EXTRACTED TEXT
Quantifying greatness heavily dependent on the driver
HORSE RACING: Several factors at work in determining a winner
Posted By SCOTT ROWE
Posted 4 months ago
I have a close friend who loves horse racing. Although he has never driven in a race or actually trained in race-like conditions, he's still an astute observer and an excellent judge of horses and their drivers.
My friend is also a reasonably successful handicapper, no doubt due to his phenomenal memory of past race performances and being blessed with an analytically capable brain to sort through the mounds of data provided in a racing form.
When choosing his favourite bet, he attaches a huge amount of importance to the capability of the driver, and holds the top competitors in the sport in an almost religious awe. To hear my friend talk about the talents of a Jodie Jamison or a John Campbell or a Tim Tetrick is akin to listening to a hockey fan extol the virtues of a Wayne Gretzky or Mario Lemieux.
In harness horse racing, there are superstars, like in any sport, who seem to have an incredible natural gift to guide 1,500-pound animals at maximum speeds through potentially dangerous conditions of tight quarters for high-pressured financial rewards. Amazingly, the best drivers accomplish this in a way that makes it look as deceptively easy as sitting in a favourite living room chair while, at the same time, getting the most out of their mounts.
I am reminded that the great advances in modern physics are based on observations of predictability. At the atomic scale, it is impossible to actually see the electrons or the muons, or the quarks, or the many other minute particles that physicists have given strange names to, but it is possible to mathematically predict some of their behaviour and see the results.

INFORMATION SUPPLIED

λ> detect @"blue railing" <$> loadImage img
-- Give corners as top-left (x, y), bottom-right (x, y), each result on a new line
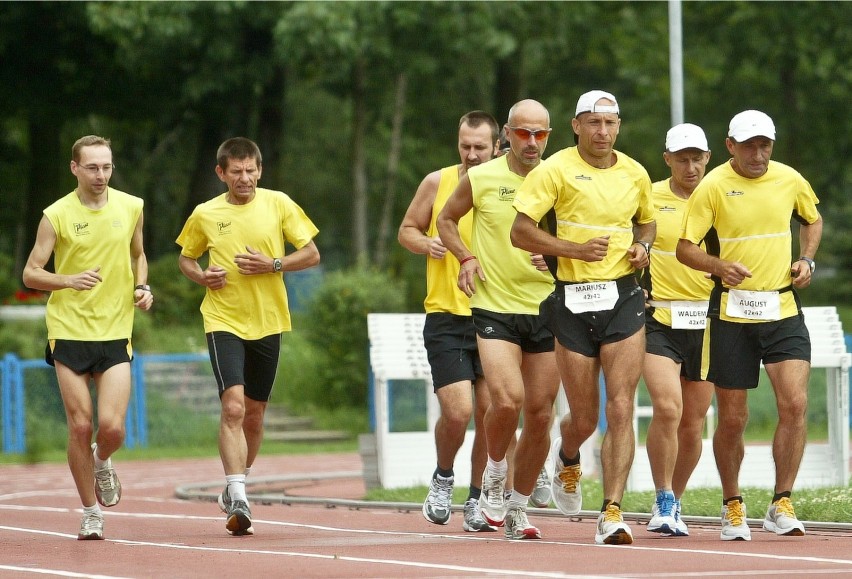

TASK INSTRUCTIONS
In the horse racing column, what does the writer's friend consider most important when choosing a favorite bet? Rely only on the horse racing column to answer.

RESPONSE TO THIS EXERCISE
The capability of the driver.